PROVIDED TEXT:
— START —

Managing Serviceguard Fifteenth Edition, reprinted May 2008
Planning and Documenting an HA Cluster
Package Configuration Planning
Chapter 4 189
Using Serviceguard Commands in an External Script
You can use Serviceguard commands (such as cmmodpkg) in an external
script run from a package. These commands must not interact with that
package itself (that is, the package that runs the external script) but can
interact with other packages. But be careful how you code these
interactions.
If a Serviceguard command interacts with another package, be careful to
avoid command loops. For instance, a command loop might occur under
the following circumstances. Suppose a script run by pkg1 does a
cmmodpkg -d of pkg2, and a script run by pkg2 does a cmmodpkg -d of
pkg1. If both pkg1 and pkg2 start at the same time, the pkg1 script now
tries to cmmodpkg pkg2. But that cmmodpkg command has to wait for
pkg2 startup to complete. The pkg2 script tries to cmmodpkg pkg1, but
pkg2 has to wait for pkg1 startup to complete, thereby causing a
command loop.
To avoid this situation, it is a good idea to specify a run_script_timeout
and halt_script_timeout for all packages, especially packages that use
Serviceguard commands in their external scripts. If a timeout is not
specified and your configuration has a command loop as described above,
inconsistent results can occur, including a hung cluster.
Determining Why a Package Has Shut Down
You can use an external script (or CUSTOMER DEFINED FUNCTIONS area of
a legacy package control script) to find out why a package has shut down.
Serviceguard sets the environment variable SG_HALT_REASON in the
package control script to one of the following values when the package
halts:
• failure - set if the package halts because of the failure of a subnet,
resource, or service it depends on
• user_halt - set if the package is halted by a cmhaltpkg or
cmhaltnode command, or by corresponding actions in Serviceguard
Manager
• automatic_halt - set if the package is failed over automatically
because of the failure of a package it depends on, or is failed back to
its primary node automatically (failback_policy =
automatic)

— END —

DIRECTIVES:
A - From the Serviceguard text, please return the passage from "To avoid this" to "has shut down.".
B - In the Serviceguard text, which environment variable does Serviceguard set in the package control script when a package halts?
C - List every value that the Serviceguard text says the halt-reason environment variable can be set to.

INFORMATION SUPPLIED:
— START —

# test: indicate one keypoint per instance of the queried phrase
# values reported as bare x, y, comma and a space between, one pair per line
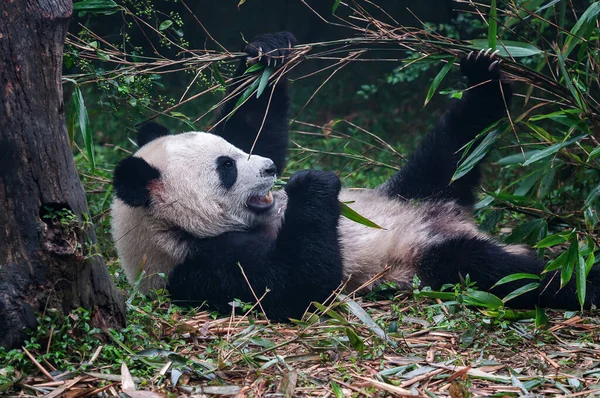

— END —

SOLUTIONS IN ORDER:
A -
To avoid this situation, it is a good idea to specify a run_script_timeout
and halt_script_timeout for all packages, especially packages that use
Serviceguard commands in their external scripts. If a timeout is not
specified and your configuration has a command loop as described above,
inconsistent results can occur, including a hung cluster.
Determining Why a Package Has Shut Down
You can use an external script (or CUSTOMER DEFINED FUNCTIONS area of
a legacy package control script) to find out why a package has shut down.

B - SG_HALT_REASON

C -
failure
user_halt
automatic_halt